→ **Instrucción**
Reproduce sin cambios las filas siguientes, empezando por la primera y terminando con la que contiene "Per instance: inside", ambas incluidas.

→ **Datos proporcionados**
□ □ □ □
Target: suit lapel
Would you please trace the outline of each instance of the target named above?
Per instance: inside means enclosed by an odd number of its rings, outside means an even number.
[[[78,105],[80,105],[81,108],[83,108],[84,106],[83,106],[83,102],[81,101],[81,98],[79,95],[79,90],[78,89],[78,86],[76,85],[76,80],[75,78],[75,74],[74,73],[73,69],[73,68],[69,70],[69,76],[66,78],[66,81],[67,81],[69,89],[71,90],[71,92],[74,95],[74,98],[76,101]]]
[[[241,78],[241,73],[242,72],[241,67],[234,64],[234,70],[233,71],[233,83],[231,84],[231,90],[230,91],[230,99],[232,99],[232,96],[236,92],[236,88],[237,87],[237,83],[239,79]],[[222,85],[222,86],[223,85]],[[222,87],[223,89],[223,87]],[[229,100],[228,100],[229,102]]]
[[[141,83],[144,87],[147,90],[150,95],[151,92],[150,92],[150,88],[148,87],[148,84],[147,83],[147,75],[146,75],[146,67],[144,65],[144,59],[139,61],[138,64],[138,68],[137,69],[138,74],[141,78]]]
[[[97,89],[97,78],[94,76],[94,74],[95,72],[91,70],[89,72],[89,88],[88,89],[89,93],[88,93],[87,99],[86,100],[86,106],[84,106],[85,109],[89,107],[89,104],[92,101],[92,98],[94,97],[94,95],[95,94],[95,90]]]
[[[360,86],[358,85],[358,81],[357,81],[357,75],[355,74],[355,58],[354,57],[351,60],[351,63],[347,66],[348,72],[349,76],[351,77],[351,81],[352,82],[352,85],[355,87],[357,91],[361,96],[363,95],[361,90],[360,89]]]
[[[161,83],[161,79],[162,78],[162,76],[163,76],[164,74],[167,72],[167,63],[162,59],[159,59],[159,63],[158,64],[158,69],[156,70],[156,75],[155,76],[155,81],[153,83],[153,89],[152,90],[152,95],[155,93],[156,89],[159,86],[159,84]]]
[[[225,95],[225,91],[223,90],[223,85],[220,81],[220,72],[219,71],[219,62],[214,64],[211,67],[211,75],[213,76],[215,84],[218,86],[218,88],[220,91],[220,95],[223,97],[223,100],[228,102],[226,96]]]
□ □ □ □
→ **Respuesta**
Target: suit lapel
Would you please trace the outline of each instance of the target named above?
Per instance: inside means enclosed by an odd number of its rings, outside means an even number.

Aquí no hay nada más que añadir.